** Start **

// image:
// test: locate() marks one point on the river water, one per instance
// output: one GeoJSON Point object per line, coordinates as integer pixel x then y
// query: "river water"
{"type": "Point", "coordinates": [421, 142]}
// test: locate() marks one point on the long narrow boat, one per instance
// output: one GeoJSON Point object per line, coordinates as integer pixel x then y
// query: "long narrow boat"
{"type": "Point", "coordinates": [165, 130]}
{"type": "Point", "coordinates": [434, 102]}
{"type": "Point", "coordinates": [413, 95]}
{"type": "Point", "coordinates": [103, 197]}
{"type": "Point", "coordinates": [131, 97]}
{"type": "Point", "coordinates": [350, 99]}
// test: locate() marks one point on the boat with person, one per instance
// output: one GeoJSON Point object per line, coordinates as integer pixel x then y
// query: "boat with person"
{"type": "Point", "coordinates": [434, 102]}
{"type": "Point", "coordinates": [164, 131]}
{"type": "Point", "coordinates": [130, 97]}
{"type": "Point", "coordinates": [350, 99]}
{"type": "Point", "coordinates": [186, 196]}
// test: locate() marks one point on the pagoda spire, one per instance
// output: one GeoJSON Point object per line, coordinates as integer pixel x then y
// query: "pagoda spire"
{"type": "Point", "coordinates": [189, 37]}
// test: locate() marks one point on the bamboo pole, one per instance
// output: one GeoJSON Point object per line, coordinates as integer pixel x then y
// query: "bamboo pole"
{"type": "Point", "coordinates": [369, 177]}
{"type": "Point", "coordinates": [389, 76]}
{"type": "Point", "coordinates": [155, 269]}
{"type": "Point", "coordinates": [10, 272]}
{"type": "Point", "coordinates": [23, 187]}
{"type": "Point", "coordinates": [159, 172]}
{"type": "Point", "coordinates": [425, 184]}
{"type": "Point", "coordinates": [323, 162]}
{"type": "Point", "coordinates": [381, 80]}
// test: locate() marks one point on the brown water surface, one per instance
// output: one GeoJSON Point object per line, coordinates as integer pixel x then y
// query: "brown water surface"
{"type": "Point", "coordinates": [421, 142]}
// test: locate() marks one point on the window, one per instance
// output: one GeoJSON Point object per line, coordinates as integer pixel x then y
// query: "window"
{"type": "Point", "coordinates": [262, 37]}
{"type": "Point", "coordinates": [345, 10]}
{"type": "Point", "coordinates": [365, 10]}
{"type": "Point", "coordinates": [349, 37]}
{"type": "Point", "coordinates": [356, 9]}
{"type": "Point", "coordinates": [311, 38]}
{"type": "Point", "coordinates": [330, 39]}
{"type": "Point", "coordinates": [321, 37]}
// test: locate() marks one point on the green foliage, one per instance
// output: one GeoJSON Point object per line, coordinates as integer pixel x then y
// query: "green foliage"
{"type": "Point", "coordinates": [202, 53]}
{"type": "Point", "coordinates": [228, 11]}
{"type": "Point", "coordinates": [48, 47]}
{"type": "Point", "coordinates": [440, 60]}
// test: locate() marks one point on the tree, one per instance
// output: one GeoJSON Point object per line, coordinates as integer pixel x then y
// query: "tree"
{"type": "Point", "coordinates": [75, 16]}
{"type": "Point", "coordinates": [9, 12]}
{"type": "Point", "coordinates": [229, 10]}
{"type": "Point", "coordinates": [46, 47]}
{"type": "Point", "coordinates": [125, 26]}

** End **

**Problem:**
All of the lines above need to be given again exactly.

**Finished task:**
// image:
// test: locate() marks one point on the river water, one per instance
// output: one GeoJSON Point object per line, coordinates as integer pixel x then y
// query: "river water"
{"type": "Point", "coordinates": [421, 142]}
// test: locate() marks one point on the long narrow boat, one per instance
// output: one GeoJSON Point object per line, coordinates as integer pixel x then y
// query: "long narrow boat"
{"type": "Point", "coordinates": [165, 130]}
{"type": "Point", "coordinates": [434, 102]}
{"type": "Point", "coordinates": [413, 95]}
{"type": "Point", "coordinates": [103, 197]}
{"type": "Point", "coordinates": [131, 97]}
{"type": "Point", "coordinates": [350, 99]}
// test: locate() marks one point on the boat with person, one per instance
// output: one GeoJSON Point object per line, coordinates as integer pixel x then y
// query: "boat with person"
{"type": "Point", "coordinates": [434, 102]}
{"type": "Point", "coordinates": [164, 131]}
{"type": "Point", "coordinates": [130, 97]}
{"type": "Point", "coordinates": [350, 99]}
{"type": "Point", "coordinates": [186, 196]}
// test: locate() marks one point on the pagoda spire, one per instance
// output: one GeoJSON Point object per line, coordinates as integer pixel x then y
// query: "pagoda spire"
{"type": "Point", "coordinates": [189, 37]}
// test: locate() marks one point on the bamboo pole, one per instance
// output: one GeoJSON Point object per line, coordinates as integer pixel x then y
// query: "bamboo pole"
{"type": "Point", "coordinates": [369, 177]}
{"type": "Point", "coordinates": [389, 76]}
{"type": "Point", "coordinates": [155, 269]}
{"type": "Point", "coordinates": [10, 272]}
{"type": "Point", "coordinates": [23, 187]}
{"type": "Point", "coordinates": [159, 172]}
{"type": "Point", "coordinates": [425, 184]}
{"type": "Point", "coordinates": [323, 162]}
{"type": "Point", "coordinates": [381, 80]}
// test: locate() marks one point on the brown water surface, one per instance
// output: one GeoJSON Point object per line, coordinates as integer pixel x then y
// query: "brown water surface"
{"type": "Point", "coordinates": [421, 142]}
// test: locate() marks one point on the window, one per instance
// output: one GeoJSON Point object per line, coordinates as integer pixel x then y
// query: "window"
{"type": "Point", "coordinates": [262, 37]}
{"type": "Point", "coordinates": [345, 10]}
{"type": "Point", "coordinates": [365, 10]}
{"type": "Point", "coordinates": [349, 37]}
{"type": "Point", "coordinates": [356, 9]}
{"type": "Point", "coordinates": [311, 38]}
{"type": "Point", "coordinates": [330, 39]}
{"type": "Point", "coordinates": [321, 37]}
// test: locate() marks one point on the green foliage, one per instance
// output: one GeoJSON Point object per line, coordinates as integer pixel x then y
// query: "green foliage"
{"type": "Point", "coordinates": [202, 53]}
{"type": "Point", "coordinates": [228, 11]}
{"type": "Point", "coordinates": [48, 47]}
{"type": "Point", "coordinates": [440, 60]}
// test: locate() marks one point on the tree, one per instance
// output: one GeoJSON Point object per line, coordinates as integer pixel x then y
// query: "tree"
{"type": "Point", "coordinates": [75, 16]}
{"type": "Point", "coordinates": [9, 12]}
{"type": "Point", "coordinates": [229, 10]}
{"type": "Point", "coordinates": [46, 47]}
{"type": "Point", "coordinates": [125, 26]}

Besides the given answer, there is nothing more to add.